## TASK GOAL
Rewrite the records below, replacing every "SHOULD" with "MUST" and leaving everything else unchanged.

## RECORD LIST
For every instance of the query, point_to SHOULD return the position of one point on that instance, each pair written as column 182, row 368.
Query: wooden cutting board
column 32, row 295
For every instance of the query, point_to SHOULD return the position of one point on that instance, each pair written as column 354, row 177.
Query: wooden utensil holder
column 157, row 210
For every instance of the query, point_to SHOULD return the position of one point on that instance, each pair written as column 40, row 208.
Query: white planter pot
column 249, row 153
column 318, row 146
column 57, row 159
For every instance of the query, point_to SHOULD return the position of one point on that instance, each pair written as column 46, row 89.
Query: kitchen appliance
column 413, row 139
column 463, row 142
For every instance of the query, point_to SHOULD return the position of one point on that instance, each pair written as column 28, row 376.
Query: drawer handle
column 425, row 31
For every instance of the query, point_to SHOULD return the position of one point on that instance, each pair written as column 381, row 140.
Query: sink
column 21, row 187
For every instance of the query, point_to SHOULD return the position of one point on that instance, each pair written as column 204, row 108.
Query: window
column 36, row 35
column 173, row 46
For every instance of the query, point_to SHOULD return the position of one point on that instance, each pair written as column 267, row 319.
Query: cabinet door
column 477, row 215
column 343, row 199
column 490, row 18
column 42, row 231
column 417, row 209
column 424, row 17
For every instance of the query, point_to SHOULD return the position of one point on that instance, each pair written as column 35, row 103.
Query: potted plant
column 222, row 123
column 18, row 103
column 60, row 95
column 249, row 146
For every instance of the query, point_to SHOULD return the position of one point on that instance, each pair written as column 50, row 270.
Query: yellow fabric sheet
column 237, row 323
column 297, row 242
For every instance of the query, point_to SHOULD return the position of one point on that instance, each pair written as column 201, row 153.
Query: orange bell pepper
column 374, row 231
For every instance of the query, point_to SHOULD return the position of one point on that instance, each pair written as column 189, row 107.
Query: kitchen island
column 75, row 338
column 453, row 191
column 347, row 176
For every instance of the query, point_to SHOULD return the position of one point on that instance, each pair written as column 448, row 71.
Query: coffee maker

## EXERCISE SOLUTION
For every instance of the query, point_to MUST return the position of one point on that instance, each pair written as column 182, row 368.
Query: wooden cutting board
column 32, row 295
For every instance of the query, point_to MUST return the position of one point on that instance, each pair written as column 354, row 177.
Query: wooden utensil holder
column 157, row 210
For every instance of the query, point_to MUST return the position of one point on that instance, each pair written as column 40, row 208.
Query: white planter pot
column 249, row 153
column 318, row 146
column 57, row 159
For every instance of the query, point_to MUST return the position of one point on that instance, each pair written as column 46, row 89.
Query: kitchen appliance
column 413, row 139
column 463, row 142
For every instance of the query, point_to MUST return the position of one point on that instance, each pair written as column 28, row 376.
Query: drawer handle
column 425, row 31
For every instance of the query, point_to MUST return the position of one point on that instance, each pair written as column 381, row 140.
Query: sink
column 21, row 187
For every instance of the query, point_to MUST return the position of one point on that instance, each pair written as column 204, row 108.
Query: window
column 36, row 35
column 173, row 46
For every instance of the query, point_to MUST return the position of one point on that instance, each pair written as column 267, row 319.
Query: cabinet door
column 477, row 215
column 343, row 199
column 490, row 18
column 42, row 231
column 417, row 209
column 424, row 17
For every instance of the query, point_to MUST return the position of one point on that instance, each pair written as column 35, row 103.
Query: potted plant
column 222, row 123
column 18, row 103
column 60, row 95
column 249, row 146
For every instance of the query, point_to MUST return the position of one point on that instance, each pair written as column 50, row 270.
Query: yellow fabric sheet
column 237, row 323
column 297, row 242
For every instance of the query, point_to MUST return the position of one point on that instance, each pair written as column 201, row 153.
Query: orange bell pepper
column 374, row 231
For every instance of the query, point_to MUST return the position of one point on that instance, each pair written as column 189, row 107.
Query: kitchen island
column 75, row 338
column 453, row 191
column 347, row 176
For every instance of the query, point_to MUST return the position of one point on that instance, each pair written as column 448, row 71.
Query: coffee maker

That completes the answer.